- _The exercise_
Copy the listing below character for character, keeping every line in the same order.
■ ■ ■ ■ ■ ■ ■
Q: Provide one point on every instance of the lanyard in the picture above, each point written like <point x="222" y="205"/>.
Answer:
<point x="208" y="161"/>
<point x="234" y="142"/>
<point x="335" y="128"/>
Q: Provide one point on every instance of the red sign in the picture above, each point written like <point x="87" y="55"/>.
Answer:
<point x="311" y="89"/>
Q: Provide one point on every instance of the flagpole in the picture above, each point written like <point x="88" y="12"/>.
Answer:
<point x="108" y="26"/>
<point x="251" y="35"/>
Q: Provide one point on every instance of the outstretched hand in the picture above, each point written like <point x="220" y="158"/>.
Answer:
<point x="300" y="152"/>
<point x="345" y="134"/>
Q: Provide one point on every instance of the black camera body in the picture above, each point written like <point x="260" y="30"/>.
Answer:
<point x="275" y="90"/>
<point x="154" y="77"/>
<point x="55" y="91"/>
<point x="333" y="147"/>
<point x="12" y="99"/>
■ ■ ■ ■ ■ ■ ■
- _Task solution_
Q: Provide one point on every instance of the lanyard in the picture above, each point written like <point x="222" y="205"/>.
Answer:
<point x="208" y="161"/>
<point x="234" y="142"/>
<point x="335" y="128"/>
Q: Provide one point on every instance of the red sign in the picture above, each point written like <point x="87" y="55"/>.
Answer:
<point x="311" y="89"/>
Q: Provide one point on every instance of the flagpole in the picture above, each point written like <point x="88" y="12"/>.
Answer:
<point x="108" y="26"/>
<point x="251" y="35"/>
Q: Provide one point on every instance of the outstretched hand in the picture above, each point written like <point x="220" y="158"/>.
Answer:
<point x="300" y="152"/>
<point x="345" y="134"/>
Q: Provide one point on every instance of the black camera body in the picture above, each point written like <point x="260" y="30"/>.
Answer:
<point x="275" y="90"/>
<point x="154" y="77"/>
<point x="55" y="91"/>
<point x="333" y="147"/>
<point x="12" y="99"/>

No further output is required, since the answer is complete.